## WHAT THE TASK REQUIRES
Could you set down the lines of the listing exactly as they stand, starting at the line that contains "Reviewer note: verify that each instance of the illuminated" and continuing through the end of the listing?

## Point annotation dataset records
------------------------------------------------------------

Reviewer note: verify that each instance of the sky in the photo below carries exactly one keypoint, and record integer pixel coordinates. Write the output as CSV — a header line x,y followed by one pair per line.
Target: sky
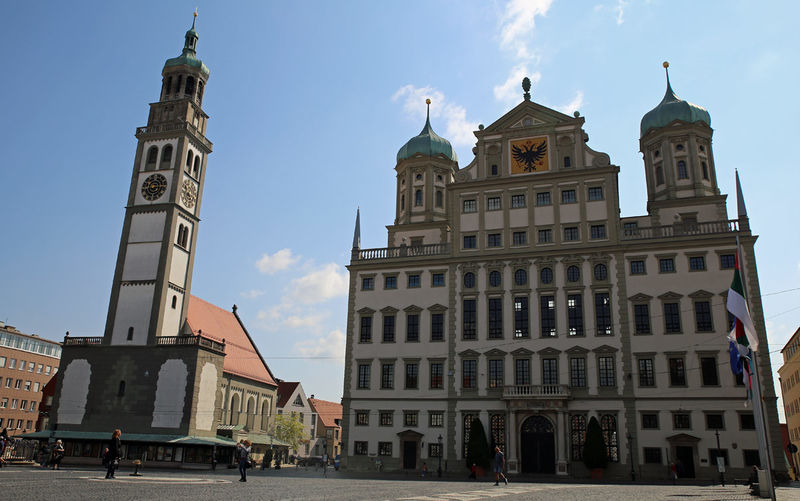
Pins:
x,y
309,103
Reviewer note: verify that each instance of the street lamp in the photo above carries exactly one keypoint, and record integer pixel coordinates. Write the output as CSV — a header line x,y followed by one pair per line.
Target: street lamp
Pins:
x,y
630,454
439,471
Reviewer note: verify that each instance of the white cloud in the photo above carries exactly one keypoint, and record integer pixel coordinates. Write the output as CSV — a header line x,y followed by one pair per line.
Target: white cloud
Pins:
x,y
457,129
331,345
252,294
517,23
279,261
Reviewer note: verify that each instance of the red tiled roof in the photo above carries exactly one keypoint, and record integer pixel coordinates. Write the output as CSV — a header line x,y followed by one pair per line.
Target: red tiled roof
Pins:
x,y
285,390
327,411
241,355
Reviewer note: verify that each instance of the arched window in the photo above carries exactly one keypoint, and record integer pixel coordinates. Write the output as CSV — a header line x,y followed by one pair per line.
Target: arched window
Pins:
x,y
166,157
152,158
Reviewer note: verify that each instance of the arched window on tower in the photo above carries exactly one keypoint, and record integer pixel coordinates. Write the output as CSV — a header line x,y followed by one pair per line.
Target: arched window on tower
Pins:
x,y
152,158
166,157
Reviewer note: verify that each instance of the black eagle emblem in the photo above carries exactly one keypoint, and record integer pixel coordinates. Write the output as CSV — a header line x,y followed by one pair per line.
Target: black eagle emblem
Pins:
x,y
529,155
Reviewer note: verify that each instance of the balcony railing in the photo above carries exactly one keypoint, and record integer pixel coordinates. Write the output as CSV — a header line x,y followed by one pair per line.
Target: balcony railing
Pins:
x,y
681,229
536,391
404,251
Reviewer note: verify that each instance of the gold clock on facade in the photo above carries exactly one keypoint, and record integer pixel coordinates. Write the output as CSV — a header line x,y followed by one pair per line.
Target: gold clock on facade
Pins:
x,y
188,194
153,187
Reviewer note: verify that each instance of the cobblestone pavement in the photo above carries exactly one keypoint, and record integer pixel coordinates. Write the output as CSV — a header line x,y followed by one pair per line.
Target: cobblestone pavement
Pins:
x,y
23,482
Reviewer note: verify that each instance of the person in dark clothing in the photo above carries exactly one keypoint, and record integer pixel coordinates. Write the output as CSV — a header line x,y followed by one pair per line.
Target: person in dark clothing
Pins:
x,y
113,454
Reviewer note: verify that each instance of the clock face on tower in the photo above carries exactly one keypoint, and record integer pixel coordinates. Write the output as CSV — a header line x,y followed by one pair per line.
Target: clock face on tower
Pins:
x,y
154,186
188,194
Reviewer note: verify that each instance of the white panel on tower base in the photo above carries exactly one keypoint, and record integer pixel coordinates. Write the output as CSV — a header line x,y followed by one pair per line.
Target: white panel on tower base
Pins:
x,y
207,395
74,390
170,394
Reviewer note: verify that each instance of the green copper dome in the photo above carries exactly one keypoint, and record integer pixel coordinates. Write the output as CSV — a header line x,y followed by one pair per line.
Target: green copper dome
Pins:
x,y
428,143
673,108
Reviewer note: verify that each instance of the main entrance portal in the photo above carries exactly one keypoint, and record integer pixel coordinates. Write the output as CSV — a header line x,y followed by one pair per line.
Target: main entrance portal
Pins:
x,y
537,446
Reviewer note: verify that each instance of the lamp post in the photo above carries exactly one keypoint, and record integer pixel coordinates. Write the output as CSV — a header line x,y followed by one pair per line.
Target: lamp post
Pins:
x,y
630,454
439,470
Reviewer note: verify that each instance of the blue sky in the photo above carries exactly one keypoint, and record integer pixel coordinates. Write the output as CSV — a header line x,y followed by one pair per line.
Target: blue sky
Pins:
x,y
309,103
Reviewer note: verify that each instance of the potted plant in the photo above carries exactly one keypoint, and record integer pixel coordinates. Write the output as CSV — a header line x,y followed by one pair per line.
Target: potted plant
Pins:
x,y
594,450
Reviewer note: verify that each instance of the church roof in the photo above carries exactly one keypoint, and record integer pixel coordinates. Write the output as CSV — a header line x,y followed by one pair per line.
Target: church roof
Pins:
x,y
241,355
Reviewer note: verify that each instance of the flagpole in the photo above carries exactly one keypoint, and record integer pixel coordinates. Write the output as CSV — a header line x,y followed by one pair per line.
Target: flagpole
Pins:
x,y
758,409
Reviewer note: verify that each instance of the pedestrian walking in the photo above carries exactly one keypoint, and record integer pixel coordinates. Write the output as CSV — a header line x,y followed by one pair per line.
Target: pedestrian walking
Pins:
x,y
499,463
114,453
243,455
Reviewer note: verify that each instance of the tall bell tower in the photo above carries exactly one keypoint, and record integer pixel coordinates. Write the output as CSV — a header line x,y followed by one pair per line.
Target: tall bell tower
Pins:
x,y
153,276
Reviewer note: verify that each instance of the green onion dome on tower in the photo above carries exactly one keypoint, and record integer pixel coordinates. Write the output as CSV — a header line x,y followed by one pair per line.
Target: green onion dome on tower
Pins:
x,y
673,108
427,142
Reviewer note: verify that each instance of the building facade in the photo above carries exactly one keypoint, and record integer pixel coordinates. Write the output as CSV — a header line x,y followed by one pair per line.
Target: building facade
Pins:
x,y
512,291
27,363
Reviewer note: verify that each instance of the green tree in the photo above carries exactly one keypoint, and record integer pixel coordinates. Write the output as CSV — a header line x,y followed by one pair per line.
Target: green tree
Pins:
x,y
289,429
594,450
477,446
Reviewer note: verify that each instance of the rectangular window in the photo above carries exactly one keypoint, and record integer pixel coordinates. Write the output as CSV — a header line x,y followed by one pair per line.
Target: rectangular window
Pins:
x,y
598,231
470,319
677,372
647,375
547,309
672,318
550,371
522,371
602,313
575,315
412,328
387,376
543,198
521,317
384,448
577,372
363,376
388,328
367,284
570,233
437,326
637,267
607,375
496,373
495,318
702,312
437,375
697,263
595,193
708,368
360,448
412,376
649,421
469,368
641,318
366,330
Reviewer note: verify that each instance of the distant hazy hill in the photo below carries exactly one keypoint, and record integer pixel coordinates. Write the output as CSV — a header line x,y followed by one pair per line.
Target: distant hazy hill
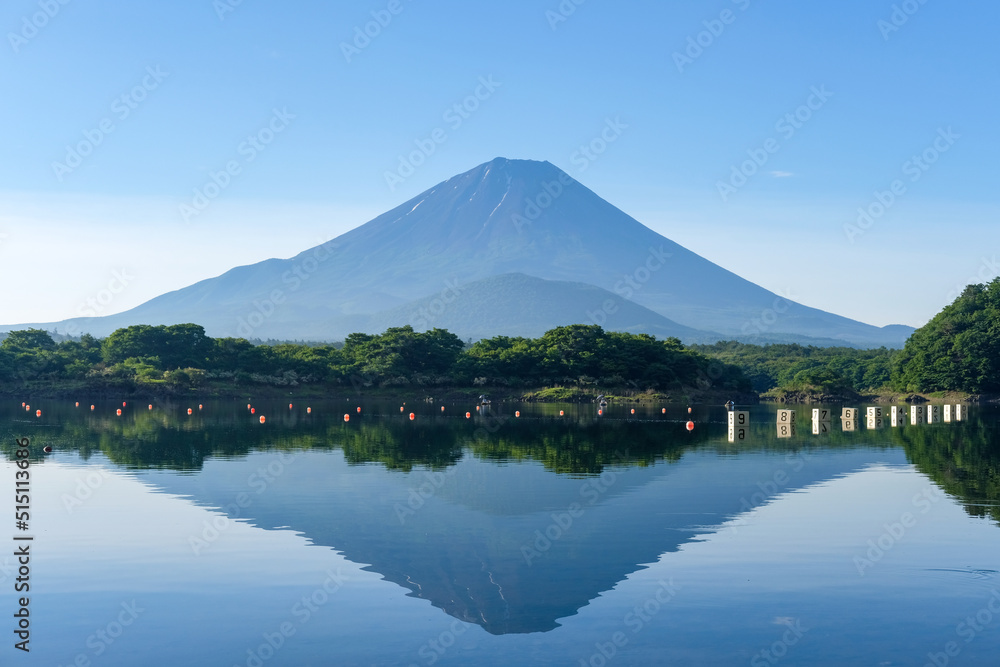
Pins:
x,y
503,217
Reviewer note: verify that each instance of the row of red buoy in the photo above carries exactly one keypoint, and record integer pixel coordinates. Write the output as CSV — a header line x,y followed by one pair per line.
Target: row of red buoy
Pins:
x,y
347,417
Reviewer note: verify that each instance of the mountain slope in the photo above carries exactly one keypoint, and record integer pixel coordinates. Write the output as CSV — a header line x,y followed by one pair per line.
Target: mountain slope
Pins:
x,y
502,217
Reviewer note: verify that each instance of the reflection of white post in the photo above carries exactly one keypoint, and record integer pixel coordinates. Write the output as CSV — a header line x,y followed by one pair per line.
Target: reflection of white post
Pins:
x,y
898,416
739,423
786,416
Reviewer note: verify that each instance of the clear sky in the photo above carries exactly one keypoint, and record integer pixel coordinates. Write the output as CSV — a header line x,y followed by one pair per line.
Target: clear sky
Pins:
x,y
117,115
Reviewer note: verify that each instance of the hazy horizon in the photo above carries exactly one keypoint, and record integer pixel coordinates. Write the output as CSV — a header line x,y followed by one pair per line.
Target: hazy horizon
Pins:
x,y
299,120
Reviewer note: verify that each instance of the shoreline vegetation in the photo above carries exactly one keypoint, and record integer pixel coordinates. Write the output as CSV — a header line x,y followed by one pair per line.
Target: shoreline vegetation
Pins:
x,y
955,358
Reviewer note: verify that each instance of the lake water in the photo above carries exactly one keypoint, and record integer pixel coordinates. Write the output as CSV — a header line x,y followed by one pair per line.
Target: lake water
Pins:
x,y
162,538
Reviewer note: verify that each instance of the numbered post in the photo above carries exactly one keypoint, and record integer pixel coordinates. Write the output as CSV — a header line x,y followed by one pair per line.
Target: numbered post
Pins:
x,y
898,416
739,425
933,414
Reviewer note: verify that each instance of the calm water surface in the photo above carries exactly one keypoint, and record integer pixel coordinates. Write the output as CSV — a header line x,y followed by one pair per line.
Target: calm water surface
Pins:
x,y
163,538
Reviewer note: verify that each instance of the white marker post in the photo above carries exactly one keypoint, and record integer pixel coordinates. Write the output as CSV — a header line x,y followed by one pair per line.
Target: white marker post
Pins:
x,y
739,425
821,415
933,414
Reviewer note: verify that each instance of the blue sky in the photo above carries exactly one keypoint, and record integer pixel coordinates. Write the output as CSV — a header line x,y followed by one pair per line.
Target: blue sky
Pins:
x,y
162,96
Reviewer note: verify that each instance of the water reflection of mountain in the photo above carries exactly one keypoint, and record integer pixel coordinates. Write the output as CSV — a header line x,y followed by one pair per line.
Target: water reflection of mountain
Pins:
x,y
463,548
466,546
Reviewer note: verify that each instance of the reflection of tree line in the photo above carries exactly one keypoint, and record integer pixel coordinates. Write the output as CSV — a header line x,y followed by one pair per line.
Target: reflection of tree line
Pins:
x,y
963,458
156,440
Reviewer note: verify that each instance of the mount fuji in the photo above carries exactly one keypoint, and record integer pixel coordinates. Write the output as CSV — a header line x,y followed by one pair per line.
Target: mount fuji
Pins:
x,y
513,247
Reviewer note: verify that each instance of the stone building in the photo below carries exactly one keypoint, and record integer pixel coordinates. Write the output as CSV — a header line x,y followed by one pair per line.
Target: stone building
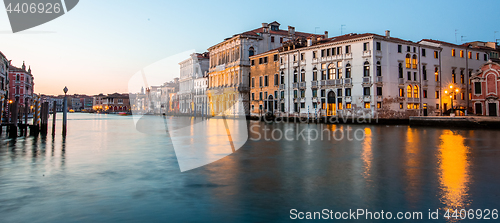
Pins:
x,y
264,83
229,72
21,84
486,90
190,70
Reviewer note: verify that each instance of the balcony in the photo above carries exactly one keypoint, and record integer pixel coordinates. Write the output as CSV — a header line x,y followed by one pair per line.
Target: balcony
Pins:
x,y
302,85
367,98
367,53
347,81
338,82
366,80
314,84
348,99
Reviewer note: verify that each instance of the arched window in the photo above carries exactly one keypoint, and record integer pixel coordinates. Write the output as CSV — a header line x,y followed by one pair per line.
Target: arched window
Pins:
x,y
400,70
409,92
408,61
295,76
348,70
414,62
331,71
366,69
379,69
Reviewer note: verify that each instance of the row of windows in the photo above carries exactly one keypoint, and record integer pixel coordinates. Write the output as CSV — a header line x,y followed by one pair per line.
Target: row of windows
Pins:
x,y
263,60
469,54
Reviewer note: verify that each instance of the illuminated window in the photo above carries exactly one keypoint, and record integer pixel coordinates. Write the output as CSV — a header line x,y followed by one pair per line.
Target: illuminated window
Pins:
x,y
436,74
414,62
366,69
462,79
409,91
408,61
331,71
400,70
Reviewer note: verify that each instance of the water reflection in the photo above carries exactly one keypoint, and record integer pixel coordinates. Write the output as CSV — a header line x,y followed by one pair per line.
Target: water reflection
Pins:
x,y
454,174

------------------------------------------------------------

## FINAL RESULT
Reviewer note: verify that each instance of the illuminated window in the photo above carries exactly one keypoint, and record integer pixel coordinates. Write the output as CSV — a header line x,y followed by one pair per line.
Target: illuminated window
Pins:
x,y
436,74
414,62
366,69
462,79
409,91
408,61
331,71
400,70
Reviewer note: verify that each instance of the water reflection in the photo above carries exactly one keypoint, and record integer pixel coordinates. Write the output as CSV — a header line x,y followed by one pair per line.
Target: water reflection
Pins:
x,y
454,174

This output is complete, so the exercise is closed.